### Supplied data ###
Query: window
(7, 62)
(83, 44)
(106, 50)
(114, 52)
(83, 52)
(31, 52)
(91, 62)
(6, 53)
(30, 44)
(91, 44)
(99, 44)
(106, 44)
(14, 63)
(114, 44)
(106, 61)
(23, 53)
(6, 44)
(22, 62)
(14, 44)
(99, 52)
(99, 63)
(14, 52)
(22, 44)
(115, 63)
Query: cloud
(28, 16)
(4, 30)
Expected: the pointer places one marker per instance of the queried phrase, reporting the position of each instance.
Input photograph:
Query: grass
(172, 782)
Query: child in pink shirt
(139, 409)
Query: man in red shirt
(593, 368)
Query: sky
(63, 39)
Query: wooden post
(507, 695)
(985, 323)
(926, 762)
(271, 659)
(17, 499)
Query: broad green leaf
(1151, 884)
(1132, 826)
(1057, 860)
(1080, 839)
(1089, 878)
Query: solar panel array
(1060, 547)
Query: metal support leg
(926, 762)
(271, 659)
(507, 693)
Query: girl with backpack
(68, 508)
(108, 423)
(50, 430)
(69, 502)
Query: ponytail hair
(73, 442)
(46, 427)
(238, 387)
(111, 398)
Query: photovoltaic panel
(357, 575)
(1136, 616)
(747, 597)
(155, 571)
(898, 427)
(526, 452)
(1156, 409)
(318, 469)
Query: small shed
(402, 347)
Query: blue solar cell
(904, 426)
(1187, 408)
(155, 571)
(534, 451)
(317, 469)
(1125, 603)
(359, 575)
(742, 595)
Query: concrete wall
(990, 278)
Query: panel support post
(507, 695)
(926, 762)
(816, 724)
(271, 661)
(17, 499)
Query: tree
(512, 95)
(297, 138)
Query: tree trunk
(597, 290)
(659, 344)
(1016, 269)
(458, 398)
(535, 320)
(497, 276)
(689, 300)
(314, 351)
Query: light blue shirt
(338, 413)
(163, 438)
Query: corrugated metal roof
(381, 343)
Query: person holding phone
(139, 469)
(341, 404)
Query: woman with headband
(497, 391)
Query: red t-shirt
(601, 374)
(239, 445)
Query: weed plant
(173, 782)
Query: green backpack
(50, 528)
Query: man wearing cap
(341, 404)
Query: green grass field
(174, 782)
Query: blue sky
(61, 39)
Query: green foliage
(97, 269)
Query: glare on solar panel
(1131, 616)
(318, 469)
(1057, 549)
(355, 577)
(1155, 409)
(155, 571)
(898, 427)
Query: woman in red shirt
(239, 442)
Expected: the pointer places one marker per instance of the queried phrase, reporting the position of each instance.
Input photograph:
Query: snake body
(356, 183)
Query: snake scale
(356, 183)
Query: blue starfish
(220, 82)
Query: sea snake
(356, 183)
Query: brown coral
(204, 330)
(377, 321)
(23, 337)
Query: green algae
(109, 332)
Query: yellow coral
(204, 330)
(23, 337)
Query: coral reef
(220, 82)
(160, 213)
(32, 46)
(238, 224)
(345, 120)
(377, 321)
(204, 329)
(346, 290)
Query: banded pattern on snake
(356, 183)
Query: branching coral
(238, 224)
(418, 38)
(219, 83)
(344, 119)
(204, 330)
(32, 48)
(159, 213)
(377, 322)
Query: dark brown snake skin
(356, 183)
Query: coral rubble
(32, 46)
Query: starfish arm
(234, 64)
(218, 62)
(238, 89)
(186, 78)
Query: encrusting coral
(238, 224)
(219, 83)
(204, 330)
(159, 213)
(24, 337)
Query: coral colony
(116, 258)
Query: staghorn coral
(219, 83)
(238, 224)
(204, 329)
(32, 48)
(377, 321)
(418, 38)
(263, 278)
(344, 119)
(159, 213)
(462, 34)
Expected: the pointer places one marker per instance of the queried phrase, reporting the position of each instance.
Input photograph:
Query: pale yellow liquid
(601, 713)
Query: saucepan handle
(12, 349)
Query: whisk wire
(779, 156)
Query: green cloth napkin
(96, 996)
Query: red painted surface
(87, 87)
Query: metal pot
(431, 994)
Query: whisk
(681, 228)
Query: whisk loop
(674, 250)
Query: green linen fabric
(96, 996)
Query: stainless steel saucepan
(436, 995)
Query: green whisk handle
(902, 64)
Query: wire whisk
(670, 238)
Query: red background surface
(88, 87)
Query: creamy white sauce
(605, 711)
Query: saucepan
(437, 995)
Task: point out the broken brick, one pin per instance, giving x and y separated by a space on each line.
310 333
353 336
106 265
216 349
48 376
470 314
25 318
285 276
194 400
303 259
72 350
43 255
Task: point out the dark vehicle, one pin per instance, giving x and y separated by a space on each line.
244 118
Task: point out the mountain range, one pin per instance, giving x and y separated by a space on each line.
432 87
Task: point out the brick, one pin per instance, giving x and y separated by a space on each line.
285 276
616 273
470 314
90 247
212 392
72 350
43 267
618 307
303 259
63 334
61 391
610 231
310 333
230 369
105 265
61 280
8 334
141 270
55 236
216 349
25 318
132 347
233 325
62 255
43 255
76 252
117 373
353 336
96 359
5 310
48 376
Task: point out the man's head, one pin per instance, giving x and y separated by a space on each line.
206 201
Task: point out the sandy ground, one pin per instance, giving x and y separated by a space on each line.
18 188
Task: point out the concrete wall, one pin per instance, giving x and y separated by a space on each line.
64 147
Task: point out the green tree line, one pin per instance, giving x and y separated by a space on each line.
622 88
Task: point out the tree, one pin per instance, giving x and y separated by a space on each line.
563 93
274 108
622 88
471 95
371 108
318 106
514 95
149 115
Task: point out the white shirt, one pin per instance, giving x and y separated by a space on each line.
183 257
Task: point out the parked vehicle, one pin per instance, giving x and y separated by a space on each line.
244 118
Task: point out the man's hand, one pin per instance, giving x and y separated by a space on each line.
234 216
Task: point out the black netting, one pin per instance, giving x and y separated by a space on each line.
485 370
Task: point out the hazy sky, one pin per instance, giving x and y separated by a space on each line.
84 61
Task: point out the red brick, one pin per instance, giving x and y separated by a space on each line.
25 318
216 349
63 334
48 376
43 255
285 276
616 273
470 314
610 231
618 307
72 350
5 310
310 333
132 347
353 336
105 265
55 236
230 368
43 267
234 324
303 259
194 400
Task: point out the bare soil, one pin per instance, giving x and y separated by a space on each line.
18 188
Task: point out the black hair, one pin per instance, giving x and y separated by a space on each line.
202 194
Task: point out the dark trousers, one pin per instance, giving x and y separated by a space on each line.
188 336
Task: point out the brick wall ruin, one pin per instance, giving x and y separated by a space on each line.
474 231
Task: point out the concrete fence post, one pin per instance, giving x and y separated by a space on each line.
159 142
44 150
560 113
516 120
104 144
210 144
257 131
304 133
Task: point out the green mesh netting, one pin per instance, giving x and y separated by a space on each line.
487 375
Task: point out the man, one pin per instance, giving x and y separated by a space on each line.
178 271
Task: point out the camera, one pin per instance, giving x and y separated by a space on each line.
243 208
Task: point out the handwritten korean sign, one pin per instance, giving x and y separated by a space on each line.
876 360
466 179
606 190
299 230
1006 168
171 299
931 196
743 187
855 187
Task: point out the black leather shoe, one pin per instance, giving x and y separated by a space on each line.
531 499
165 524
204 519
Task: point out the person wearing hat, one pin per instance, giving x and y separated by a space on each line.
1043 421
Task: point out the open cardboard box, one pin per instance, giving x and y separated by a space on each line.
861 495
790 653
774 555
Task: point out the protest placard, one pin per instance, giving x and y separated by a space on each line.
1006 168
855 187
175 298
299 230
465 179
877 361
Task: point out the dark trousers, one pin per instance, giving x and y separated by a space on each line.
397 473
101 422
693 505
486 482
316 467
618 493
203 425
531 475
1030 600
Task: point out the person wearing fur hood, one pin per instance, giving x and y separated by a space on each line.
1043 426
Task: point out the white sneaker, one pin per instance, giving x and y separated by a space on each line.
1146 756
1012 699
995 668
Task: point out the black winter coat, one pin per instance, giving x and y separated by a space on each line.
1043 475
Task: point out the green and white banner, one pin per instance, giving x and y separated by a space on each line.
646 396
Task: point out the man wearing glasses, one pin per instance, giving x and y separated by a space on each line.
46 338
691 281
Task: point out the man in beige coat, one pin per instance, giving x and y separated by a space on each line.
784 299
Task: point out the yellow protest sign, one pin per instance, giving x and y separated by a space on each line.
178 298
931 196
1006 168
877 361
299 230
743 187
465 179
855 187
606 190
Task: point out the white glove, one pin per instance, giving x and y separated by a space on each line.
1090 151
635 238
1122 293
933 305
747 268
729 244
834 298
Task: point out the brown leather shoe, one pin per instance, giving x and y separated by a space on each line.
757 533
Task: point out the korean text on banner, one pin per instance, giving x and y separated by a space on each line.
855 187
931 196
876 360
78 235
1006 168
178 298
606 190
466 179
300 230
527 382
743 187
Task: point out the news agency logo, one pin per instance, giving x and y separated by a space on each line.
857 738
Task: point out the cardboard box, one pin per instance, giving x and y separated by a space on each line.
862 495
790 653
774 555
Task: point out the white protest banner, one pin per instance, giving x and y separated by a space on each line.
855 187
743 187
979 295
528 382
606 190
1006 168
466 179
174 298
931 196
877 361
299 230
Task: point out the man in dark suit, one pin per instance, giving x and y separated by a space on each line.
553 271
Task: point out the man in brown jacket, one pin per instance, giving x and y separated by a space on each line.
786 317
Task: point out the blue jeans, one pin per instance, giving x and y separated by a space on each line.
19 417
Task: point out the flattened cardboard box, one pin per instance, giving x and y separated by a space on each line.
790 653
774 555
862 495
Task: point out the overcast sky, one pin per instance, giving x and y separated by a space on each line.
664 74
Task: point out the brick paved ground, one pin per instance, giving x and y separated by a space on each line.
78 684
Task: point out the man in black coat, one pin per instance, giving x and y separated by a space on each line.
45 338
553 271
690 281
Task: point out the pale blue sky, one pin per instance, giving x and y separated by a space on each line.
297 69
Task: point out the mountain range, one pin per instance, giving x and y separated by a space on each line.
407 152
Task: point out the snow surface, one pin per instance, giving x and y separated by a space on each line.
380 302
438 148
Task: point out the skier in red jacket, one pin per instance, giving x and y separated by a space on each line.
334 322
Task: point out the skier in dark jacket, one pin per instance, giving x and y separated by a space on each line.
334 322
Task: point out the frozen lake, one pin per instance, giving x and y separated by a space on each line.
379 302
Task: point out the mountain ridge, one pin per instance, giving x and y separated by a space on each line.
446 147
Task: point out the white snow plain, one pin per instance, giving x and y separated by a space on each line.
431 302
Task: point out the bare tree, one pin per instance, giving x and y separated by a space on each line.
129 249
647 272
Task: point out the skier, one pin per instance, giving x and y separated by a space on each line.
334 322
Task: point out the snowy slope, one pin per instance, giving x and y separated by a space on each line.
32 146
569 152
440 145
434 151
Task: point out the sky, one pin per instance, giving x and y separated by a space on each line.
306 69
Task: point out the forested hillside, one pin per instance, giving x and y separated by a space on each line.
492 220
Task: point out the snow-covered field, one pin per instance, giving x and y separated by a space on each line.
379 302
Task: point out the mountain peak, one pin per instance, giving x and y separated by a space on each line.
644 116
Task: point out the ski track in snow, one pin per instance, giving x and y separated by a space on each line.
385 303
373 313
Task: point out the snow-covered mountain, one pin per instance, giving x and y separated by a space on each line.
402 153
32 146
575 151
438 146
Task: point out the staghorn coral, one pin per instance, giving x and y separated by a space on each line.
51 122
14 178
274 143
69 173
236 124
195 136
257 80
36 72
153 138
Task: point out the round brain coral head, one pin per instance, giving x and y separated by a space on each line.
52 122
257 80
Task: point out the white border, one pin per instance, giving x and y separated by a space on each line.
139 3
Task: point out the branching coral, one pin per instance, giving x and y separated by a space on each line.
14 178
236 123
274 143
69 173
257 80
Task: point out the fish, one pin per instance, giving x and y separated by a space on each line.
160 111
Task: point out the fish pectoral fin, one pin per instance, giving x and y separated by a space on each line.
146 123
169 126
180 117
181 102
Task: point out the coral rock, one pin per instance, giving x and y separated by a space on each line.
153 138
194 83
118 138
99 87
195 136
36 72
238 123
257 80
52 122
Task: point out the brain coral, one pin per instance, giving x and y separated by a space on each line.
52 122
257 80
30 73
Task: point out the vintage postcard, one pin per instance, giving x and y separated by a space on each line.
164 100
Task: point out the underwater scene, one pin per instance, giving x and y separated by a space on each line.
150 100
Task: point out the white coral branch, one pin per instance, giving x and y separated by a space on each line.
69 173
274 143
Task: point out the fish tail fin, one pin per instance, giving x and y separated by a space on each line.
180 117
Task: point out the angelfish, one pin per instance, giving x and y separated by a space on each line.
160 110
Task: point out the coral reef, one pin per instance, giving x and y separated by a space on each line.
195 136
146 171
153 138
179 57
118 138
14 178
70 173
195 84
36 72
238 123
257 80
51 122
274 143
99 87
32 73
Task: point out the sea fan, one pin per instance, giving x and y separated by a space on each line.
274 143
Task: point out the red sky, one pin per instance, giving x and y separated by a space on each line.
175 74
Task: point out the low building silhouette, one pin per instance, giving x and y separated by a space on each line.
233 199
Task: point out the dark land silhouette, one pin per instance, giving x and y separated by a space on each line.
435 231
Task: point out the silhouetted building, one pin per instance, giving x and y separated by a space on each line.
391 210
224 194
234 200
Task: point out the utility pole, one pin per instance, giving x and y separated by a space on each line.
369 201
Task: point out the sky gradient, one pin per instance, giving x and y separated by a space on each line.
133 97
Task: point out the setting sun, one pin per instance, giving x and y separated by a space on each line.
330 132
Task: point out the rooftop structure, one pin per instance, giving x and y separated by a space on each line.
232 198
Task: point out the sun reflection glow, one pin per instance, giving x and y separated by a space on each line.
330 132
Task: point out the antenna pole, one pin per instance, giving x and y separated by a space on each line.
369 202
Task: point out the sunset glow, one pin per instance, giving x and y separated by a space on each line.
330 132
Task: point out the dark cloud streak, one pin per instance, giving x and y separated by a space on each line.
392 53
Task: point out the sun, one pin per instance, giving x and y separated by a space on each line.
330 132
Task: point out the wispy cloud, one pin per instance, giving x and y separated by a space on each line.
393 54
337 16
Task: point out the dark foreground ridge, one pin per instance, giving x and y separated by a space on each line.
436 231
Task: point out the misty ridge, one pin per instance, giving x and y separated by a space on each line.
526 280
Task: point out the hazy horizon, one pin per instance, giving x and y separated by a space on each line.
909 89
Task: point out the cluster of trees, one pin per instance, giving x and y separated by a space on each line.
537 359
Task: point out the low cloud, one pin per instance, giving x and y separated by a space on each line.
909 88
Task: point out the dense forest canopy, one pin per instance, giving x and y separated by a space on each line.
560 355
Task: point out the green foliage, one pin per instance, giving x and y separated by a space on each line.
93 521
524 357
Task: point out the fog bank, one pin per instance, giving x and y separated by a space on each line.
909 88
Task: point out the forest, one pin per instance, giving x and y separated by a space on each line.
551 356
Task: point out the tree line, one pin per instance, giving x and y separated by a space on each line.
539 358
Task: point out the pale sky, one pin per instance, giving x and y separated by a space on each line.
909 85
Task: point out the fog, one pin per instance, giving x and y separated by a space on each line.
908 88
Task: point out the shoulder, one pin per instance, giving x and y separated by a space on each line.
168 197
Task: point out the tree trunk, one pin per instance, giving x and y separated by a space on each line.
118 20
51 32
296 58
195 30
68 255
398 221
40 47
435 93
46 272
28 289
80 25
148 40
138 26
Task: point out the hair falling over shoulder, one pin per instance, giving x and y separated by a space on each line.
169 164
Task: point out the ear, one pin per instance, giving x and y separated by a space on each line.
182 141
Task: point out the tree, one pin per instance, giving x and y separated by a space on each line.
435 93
###
Problem to solve: Put every line from the start of the records through the line containing "(1089, 878)" into a Markdown table with the columns Row and Line, leaving out blank lines.

Solution for this exercise:
| Row | Line |
|---|---|
| 1 | Query: window |
| 2 | (7, 62) |
| 3 | (83, 44) |
| 4 | (106, 50) |
| 5 | (114, 52) |
| 6 | (83, 52) |
| 7 | (31, 52) |
| 8 | (91, 62) |
| 9 | (6, 53) |
| 10 | (30, 44) |
| 11 | (91, 44) |
| 12 | (99, 44) |
| 13 | (106, 44) |
| 14 | (14, 63) |
| 15 | (114, 44) |
| 16 | (106, 61) |
| 17 | (23, 53) |
| 18 | (6, 44) |
| 19 | (22, 62) |
| 20 | (14, 44) |
| 21 | (99, 52) |
| 22 | (99, 63) |
| 23 | (14, 52) |
| 24 | (22, 44) |
| 25 | (115, 63) |
| 26 | Query: cloud |
| 27 | (28, 16) |
| 28 | (4, 30) |
| 29 | Expected: the pointer places one marker per instance of the queried phrase, reporting the position of each instance. |
| 30 | Input photograph: |
| 31 | Query: grass |
| 32 | (172, 782) |
| 33 | Query: child in pink shirt |
| 34 | (139, 409) |
| 35 | Query: man in red shirt |
| 36 | (593, 368) |
| 37 | Query: sky |
| 38 | (63, 39) |
| 39 | Query: wooden post |
| 40 | (507, 695) |
| 41 | (985, 323) |
| 42 | (926, 762) |
| 43 | (271, 659) |
| 44 | (17, 499) |
| 45 | Query: broad green leaf |
| 46 | (1151, 884) |
| 47 | (1132, 826) |
| 48 | (1057, 860) |
| 49 | (1080, 839) |
| 50 | (1089, 878) |